**Task requirements:** Rewrite the items below with every "per instance" changed to "for each instance" and all other text kept the same. Leave out the pictures.
[Start Data for this exercise]
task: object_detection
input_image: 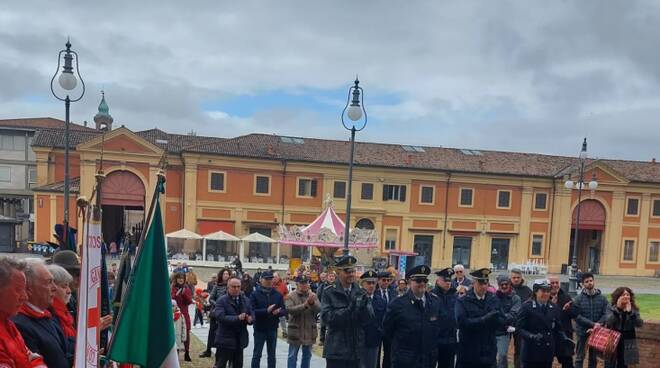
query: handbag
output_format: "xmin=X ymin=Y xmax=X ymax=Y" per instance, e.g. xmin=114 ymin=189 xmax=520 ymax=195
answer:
xmin=588 ymin=326 xmax=621 ymax=357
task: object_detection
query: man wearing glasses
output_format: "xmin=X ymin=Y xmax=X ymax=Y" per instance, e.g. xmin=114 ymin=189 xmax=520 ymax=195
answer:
xmin=321 ymin=255 xmax=374 ymax=368
xmin=374 ymin=271 xmax=396 ymax=368
xmin=451 ymin=264 xmax=472 ymax=289
xmin=455 ymin=268 xmax=505 ymax=368
xmin=383 ymin=265 xmax=441 ymax=368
[End Data for this exercise]
**Result of the exercise:**
task: object_detection
input_image: 
query: handbag
output_format: "xmin=X ymin=Y xmax=X ymax=Y" for each instance, e.g. xmin=114 ymin=189 xmax=520 ymax=195
answer:
xmin=588 ymin=326 xmax=621 ymax=357
task: object_detection
query: man wearing glasses
output_format: "xmin=X ymin=Y xmax=X ymax=Y" for each instance, e.g. xmin=114 ymin=189 xmax=520 ymax=195
answer:
xmin=321 ymin=255 xmax=374 ymax=368
xmin=374 ymin=271 xmax=396 ymax=368
xmin=451 ymin=264 xmax=472 ymax=289
xmin=455 ymin=268 xmax=505 ymax=368
xmin=383 ymin=265 xmax=441 ymax=368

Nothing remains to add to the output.